● Given exercise a:
Repeat the records word for word, from their first line through the line containing "[[621, 625], [541, 612], [793, 581], [749, 607], [559, 619]]", with both ends included.

● Passage to read:

+---+

How to allow sklearn K Nearest Neighbors to take custom distance metric?

makansij picture makansij · Dec 22, 2015 · Viewed 7.4k times · Source

I have a custom distance metric that I need to use for KNN, K Nearest Neighbors.

I tried following this, but I cannot get it to work for some reason.

I would assume that the distance metric is supposed to take two vectors/arrays of the same length, as I have written below:

import sklearn 
from sklearn.neighbors import NearestNeighbors
import numpy as np
import pandas as pd

def d(a,b,L):
    # Inputs: a and b are rows from a data matrix   
    return a+b+2+L

knn=NearestNeighbors(n_neighbors=1,
                 algorithm='auto',
                 metric='pyfunc',
                 func=lambda a,b: d(a,b,L)
                 )


X=pd.DataFrame({'b':[0,3,2],'c':[1.0,4.3,2.2]})
knn.fit(X)

However, when I call: knn.kneighbors(), it doesn't seem to like the custom function. Here is the bottom of the error stack:

ValueError: Unknown metric pyfunc. Valid metrics are ['euclidean', 'l2', 'l1', 'manhattan', 'cityblock', 'braycurtis', 'canberra', 'chebyshev', 'correlation', 'cosine', 'dice', 'hamming', 'jaccard', 'kulsinski', 'mahalanobis', 'matching', 'minkowski', 'rogerstanimoto', 'russellrao', 'seuclidean', 'sokalmichener', 'sokalsneath', 'sqeuclidean', 'yule', 'wminkowski'], or 'precomputed', or a callable

However, I see the exact same in the question I cited. Any ideas on how to make this work on sklearn version 0.14? I'm not aware of any differences in the versions.

+---+

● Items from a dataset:

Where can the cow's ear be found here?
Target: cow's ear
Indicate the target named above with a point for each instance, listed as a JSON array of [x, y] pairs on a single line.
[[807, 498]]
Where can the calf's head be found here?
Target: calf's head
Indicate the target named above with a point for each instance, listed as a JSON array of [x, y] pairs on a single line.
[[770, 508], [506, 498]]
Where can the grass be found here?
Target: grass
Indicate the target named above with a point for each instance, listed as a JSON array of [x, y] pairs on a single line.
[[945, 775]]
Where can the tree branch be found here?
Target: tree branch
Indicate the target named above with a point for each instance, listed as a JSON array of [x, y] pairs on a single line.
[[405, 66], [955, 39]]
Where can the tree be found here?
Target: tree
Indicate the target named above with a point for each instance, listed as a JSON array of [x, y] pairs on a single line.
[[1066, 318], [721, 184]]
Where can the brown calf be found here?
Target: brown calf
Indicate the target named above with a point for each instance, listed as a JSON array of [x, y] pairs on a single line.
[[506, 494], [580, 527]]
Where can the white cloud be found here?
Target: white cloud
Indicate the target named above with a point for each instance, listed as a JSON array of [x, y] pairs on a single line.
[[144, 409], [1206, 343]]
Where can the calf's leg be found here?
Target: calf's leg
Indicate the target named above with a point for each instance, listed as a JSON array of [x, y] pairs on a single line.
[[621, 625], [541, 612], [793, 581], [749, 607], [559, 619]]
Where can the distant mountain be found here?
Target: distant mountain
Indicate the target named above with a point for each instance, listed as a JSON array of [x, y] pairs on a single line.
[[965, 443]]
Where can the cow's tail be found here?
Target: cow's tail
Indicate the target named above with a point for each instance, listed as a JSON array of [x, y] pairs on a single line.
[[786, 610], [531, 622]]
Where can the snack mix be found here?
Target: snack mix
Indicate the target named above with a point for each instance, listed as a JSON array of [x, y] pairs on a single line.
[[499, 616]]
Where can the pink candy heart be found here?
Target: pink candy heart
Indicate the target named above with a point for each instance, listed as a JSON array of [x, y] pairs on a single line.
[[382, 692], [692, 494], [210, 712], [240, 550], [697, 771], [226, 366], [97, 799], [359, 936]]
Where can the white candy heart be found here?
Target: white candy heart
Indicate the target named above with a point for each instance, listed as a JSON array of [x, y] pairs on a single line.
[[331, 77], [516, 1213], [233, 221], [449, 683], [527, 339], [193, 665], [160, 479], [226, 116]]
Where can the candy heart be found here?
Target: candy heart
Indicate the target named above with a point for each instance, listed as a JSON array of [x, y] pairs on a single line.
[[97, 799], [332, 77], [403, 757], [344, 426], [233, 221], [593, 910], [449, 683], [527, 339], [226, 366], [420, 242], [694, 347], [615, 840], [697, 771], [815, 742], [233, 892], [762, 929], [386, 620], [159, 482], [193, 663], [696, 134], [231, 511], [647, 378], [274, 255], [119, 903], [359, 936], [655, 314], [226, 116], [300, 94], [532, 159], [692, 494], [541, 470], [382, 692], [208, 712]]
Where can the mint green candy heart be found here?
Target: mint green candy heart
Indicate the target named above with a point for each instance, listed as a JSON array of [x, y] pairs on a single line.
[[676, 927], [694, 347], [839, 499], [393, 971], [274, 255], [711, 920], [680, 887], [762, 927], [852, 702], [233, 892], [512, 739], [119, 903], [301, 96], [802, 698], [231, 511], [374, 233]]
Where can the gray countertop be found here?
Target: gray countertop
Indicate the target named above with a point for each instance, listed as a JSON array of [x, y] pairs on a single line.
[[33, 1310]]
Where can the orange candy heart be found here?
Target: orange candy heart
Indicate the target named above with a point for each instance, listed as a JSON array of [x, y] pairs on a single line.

+---+

● Given exercise b:
Transcribe the part of the forum question about using a custom distance metric with sklearn's nearest neighbors that runs from "How to allow" through "for some reason.", inclusive.

● Expected answer a:
Where can the cow's ear be found here?
Target: cow's ear
Indicate the target named above with a point for each instance, listed as a JSON array of [x, y] pairs on a single line.
[[807, 498]]
Where can the calf's head be found here?
Target: calf's head
Indicate the target named above with a point for each instance, listed as a JSON array of [x, y] pairs on a single line.
[[770, 508], [506, 498]]
Where can the grass be found here?
Target: grass
Indicate the target named above with a point for each instance, listed as a JSON array of [x, y] pairs on a single line.
[[945, 775]]
Where can the tree branch be found here?
Target: tree branch
Indicate the target named above with a point for each instance, listed as a JSON array of [x, y] pairs on a single line.
[[405, 66], [955, 39]]
Where can the tree be found here?
Target: tree
Indicate the target named above with a point for each instance, listed as a JSON array of [x, y] pairs on a single line.
[[1066, 318], [721, 184]]
Where can the brown calf be found here?
Target: brown calf
Indicate the target named above with a point for each instance, listed as a JSON array of [x, y] pairs on a single line.
[[506, 494], [580, 527]]
Where can the white cloud be found here?
Target: white cloud
Indicate the target named above with a point for each instance, listed as a JSON array of [x, y] pairs on a single line.
[[144, 409], [1206, 343]]
Where can the calf's leg be found here?
Target: calf's leg
Indicate the target named above with a point for each instance, listed as a JSON array of [x, y] pairs on a single line.
[[621, 625], [541, 612], [793, 581], [749, 607], [559, 619]]

● Expected answer b:
How to allow sklearn K Nearest Neighbors to take custom distance metric?

makansij picture makansij · Dec 22, 2015 · Viewed 7.4k times · Source

I have a custom distance metric that I need to use for KNN, K Nearest Neighbors.

I tried following this, but I cannot get it to work for some reason.